Start of Quoted passage
American astronomer and engineer

James Ferguson (August 31, 1797 – September 26, 1867) was a Scottish-born American astronomer and engineer, who made the first discovery of an asteroid from North America (31 Euphrosyne).

==Biography==
James Ferguson was born in Scotland on August 31, 1797, and his family moved to the United states in 1800.

Between the ages of 17 and 19, as an assistant engineer, he helped to build the Erie Canal. Afterwards he was appointed as an astronomical surveyor, surveying the U.S. Northwest border as part of the Treaty of Ghent

Starting in 1847, he worked at the U.S. Naval Observatory in Washington, DC. He worked on the 9.6 inch refractor telescope.

Ferguson was confirmed at the Church of the Epiphany in 1863.

Ferguson was considered a bright computer and had written 84 papers as well as contributions to scientific magazines.

==Discoveries==

Asteroids discovered: 3
| 31 Euphrosyne | September 1, 1854 |
| 50 Virginia | October 4, 1857 |
| 60 Echo | September 14, 1860 |

Throughout the years, Ferguson discovered three minor planets. The first, 31 Euphrosyne, is the first numbered minor planet to be discovered from North America.

In 1850, he discovered 50 Virginia. The asteroid was also independently discovered by Robert Luther, who reported it first, but is now credited to Ferguson.

In 1850, he "lost" a star that he had been observing, which Lt. Matthew Maury, the superintendent of the Observatory, claimed was evidence for a 9th planet (Pluto had not yet been discovered). In 1878, however, CHF Peters, director of the Hamilton College Observatory in New York, showed that the star had not in fact vanished, and that the previous results had been due to human error.

==Honors and awards==
The asteroid 1745 Ferguson, discovered from the same observatory, was later named in his honour.

He was awarded the Lalande Prize twice, in 1854 and in 1860.
End of Quoted passage
Start of Information
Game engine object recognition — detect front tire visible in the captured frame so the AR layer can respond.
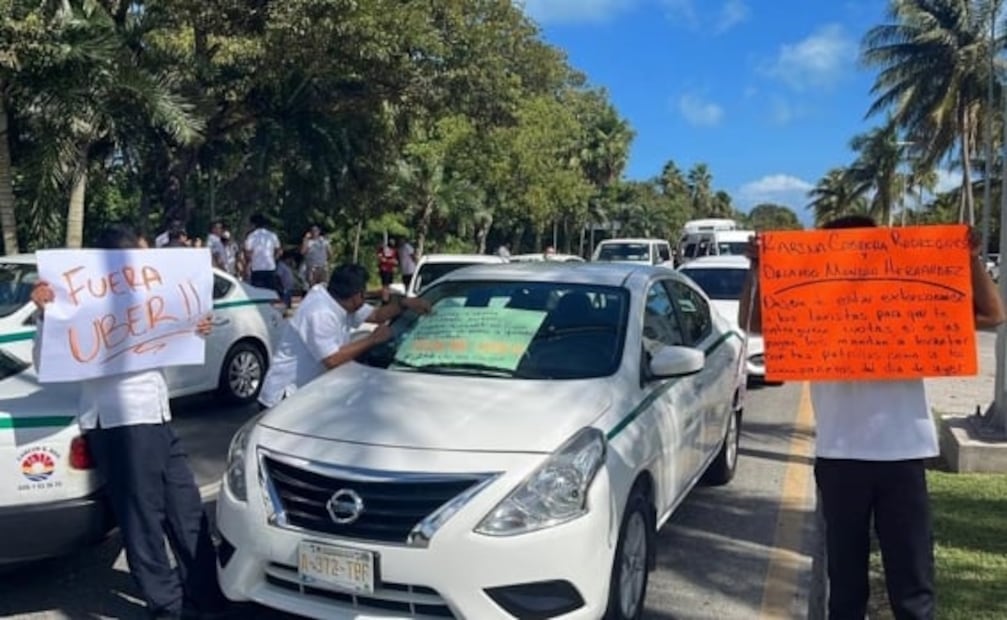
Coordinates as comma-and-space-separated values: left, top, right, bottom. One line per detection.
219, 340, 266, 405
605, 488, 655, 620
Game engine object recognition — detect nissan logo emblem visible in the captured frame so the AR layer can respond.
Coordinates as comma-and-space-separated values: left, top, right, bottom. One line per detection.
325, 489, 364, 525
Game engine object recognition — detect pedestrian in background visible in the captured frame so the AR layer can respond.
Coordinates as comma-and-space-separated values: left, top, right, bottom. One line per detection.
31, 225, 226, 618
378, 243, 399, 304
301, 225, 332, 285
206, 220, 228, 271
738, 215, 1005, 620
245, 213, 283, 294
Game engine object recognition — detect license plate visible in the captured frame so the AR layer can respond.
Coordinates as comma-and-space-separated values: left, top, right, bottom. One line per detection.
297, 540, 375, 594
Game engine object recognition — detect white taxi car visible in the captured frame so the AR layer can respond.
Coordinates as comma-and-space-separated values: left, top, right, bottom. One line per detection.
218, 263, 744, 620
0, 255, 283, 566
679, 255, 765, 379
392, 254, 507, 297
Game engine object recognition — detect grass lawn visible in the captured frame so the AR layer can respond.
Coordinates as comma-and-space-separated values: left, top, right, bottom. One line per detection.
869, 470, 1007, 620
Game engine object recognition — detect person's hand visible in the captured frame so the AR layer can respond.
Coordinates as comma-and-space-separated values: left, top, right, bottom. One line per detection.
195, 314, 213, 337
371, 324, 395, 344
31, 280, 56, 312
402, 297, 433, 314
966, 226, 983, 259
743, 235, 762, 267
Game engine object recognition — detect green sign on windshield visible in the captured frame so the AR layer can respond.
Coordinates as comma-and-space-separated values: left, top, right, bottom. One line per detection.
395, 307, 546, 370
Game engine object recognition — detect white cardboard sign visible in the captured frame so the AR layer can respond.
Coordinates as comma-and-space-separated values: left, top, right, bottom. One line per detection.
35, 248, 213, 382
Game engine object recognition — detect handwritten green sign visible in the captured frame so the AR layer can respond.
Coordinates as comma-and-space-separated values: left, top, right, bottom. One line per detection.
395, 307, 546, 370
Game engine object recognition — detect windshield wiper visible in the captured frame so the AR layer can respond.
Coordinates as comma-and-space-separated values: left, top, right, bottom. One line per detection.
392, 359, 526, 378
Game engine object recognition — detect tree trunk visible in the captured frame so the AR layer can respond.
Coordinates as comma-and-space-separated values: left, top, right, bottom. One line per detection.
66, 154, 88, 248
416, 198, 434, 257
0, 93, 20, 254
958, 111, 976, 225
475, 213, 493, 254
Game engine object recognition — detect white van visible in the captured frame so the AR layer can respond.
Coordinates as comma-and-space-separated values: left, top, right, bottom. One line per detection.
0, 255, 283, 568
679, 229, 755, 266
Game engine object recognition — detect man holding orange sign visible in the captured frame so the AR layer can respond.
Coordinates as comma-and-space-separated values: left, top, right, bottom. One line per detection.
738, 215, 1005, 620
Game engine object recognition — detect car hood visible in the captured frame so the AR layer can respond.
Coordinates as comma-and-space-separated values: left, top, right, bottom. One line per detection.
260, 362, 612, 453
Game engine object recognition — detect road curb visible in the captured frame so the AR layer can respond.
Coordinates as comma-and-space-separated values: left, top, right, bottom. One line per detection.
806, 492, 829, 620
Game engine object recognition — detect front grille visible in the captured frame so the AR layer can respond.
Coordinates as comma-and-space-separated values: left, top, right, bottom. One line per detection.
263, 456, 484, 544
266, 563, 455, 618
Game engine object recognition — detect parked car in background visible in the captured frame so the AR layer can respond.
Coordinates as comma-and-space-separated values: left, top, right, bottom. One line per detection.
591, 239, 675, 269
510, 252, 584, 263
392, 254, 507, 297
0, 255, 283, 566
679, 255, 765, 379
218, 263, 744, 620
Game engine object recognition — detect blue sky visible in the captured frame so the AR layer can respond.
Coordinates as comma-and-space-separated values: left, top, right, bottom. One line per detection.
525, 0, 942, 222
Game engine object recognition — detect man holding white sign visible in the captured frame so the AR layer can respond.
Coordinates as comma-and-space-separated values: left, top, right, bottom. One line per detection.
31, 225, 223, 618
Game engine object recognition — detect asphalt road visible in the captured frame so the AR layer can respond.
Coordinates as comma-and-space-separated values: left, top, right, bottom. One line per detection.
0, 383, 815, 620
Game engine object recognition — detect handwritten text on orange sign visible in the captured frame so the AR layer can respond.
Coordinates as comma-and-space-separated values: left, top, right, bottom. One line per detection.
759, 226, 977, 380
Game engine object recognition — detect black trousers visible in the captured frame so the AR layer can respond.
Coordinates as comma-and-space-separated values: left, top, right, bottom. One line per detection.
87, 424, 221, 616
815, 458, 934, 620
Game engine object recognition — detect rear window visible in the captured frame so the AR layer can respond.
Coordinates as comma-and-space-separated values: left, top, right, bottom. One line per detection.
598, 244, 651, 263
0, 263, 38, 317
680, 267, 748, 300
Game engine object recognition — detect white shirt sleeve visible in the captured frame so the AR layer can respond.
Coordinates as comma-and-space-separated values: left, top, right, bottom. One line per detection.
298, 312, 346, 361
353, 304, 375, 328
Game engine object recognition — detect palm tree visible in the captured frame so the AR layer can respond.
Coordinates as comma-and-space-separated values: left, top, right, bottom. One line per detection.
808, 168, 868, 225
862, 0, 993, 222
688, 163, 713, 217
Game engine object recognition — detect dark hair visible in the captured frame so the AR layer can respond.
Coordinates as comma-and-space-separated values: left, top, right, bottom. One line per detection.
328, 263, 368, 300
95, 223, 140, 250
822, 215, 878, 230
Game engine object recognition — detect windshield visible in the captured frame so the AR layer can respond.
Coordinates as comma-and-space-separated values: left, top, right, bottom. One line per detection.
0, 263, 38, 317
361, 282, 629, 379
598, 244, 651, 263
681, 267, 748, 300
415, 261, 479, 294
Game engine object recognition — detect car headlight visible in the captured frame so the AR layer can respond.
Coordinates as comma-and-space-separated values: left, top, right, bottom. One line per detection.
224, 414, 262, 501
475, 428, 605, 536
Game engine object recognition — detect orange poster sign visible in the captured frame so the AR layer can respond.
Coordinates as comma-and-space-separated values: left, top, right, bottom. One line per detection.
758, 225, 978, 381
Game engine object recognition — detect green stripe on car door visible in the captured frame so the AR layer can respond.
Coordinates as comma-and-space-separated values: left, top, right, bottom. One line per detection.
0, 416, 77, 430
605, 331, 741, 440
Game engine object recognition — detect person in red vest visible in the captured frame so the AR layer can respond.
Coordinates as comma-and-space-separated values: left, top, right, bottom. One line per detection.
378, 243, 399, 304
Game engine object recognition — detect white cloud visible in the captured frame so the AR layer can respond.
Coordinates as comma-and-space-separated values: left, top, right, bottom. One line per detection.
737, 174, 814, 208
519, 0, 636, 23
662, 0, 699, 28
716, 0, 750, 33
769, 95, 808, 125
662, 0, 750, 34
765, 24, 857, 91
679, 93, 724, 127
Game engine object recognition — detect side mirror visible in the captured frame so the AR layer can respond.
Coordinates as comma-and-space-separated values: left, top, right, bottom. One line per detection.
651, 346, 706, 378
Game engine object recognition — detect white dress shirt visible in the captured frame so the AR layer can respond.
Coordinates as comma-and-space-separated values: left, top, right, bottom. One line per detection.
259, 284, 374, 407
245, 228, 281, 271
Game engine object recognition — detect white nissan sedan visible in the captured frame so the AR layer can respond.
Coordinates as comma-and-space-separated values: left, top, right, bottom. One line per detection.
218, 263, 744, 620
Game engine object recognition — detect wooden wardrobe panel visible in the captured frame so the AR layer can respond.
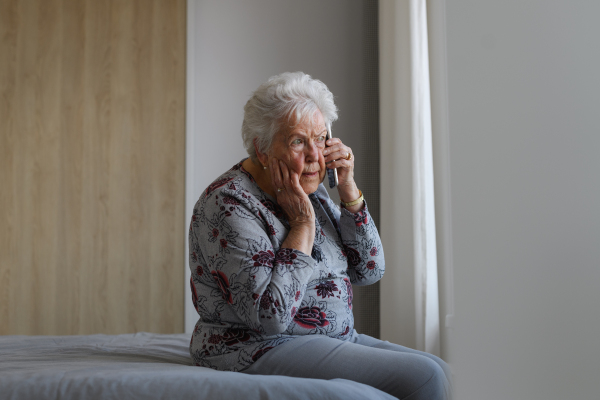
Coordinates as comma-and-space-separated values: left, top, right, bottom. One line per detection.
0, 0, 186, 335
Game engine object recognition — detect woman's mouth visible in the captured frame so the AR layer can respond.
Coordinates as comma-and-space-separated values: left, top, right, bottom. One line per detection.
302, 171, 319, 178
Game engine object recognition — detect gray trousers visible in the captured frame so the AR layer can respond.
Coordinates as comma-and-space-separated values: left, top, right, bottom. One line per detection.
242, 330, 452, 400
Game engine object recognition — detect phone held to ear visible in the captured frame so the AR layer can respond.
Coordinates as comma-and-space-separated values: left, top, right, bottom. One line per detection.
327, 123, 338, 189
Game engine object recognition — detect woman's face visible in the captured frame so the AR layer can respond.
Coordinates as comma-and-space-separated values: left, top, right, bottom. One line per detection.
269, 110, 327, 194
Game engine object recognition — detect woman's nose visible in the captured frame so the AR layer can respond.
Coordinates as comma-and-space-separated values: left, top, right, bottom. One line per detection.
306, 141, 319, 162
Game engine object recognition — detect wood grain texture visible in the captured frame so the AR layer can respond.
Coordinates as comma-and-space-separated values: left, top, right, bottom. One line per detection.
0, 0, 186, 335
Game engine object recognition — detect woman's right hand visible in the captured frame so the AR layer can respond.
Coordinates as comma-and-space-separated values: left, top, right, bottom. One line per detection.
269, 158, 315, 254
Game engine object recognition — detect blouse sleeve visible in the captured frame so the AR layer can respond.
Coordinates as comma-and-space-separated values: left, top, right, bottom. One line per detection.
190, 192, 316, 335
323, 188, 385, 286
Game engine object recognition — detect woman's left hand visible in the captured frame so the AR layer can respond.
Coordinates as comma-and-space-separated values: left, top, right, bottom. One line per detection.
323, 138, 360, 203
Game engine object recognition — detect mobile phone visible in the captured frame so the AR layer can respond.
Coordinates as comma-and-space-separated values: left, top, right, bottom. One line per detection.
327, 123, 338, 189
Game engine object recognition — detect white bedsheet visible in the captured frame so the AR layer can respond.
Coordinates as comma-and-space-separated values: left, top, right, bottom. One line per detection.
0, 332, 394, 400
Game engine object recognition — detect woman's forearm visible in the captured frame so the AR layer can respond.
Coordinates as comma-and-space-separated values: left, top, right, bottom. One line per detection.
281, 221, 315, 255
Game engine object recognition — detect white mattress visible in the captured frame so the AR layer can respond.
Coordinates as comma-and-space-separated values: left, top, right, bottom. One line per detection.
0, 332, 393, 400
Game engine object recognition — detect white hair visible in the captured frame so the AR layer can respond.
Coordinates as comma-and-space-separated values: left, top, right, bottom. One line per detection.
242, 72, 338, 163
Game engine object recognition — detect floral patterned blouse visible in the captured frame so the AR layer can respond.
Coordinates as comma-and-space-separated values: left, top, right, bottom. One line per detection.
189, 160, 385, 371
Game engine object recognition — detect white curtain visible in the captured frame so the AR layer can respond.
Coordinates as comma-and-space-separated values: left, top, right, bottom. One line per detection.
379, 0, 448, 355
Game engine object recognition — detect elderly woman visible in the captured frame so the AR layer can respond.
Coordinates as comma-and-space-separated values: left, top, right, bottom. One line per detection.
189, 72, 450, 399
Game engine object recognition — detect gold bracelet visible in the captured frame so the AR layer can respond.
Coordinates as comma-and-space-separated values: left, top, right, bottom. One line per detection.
End of Information
--- Work to complete ---
A - According to the Ferguson biography, why was Maury's claim that the "lost" star showed evidence of a ninth planet unfounded?
B - Answer these questions from the Ferguson biography:
(i) Which canal did Ferguson help build between the ages of 17 and 19?
(ii) Which telescope did he work on at the U.S. Naval Observatory?
(iii) In which years was he awarded the Lalande Prize?
C - Translate this sentence from the Ferguson biography into French: "Starting in 1847, he worked at the U.S. Naval Observatory in Washington, DC."

--- Answers per task ---
A - In 1878, CHF Peters, director of the Hamilton College Observatory in New York, showed that the star had not actually vanished. The earlier results had come from human error.

B -
(i) The Erie Canal.
(ii) The 9.6 inch refractor telescope.
(iii) 1854 and 1860.

C - À partir de 1847, il a travaillé à l'Observatoire naval des États-Unis à Washington, DC.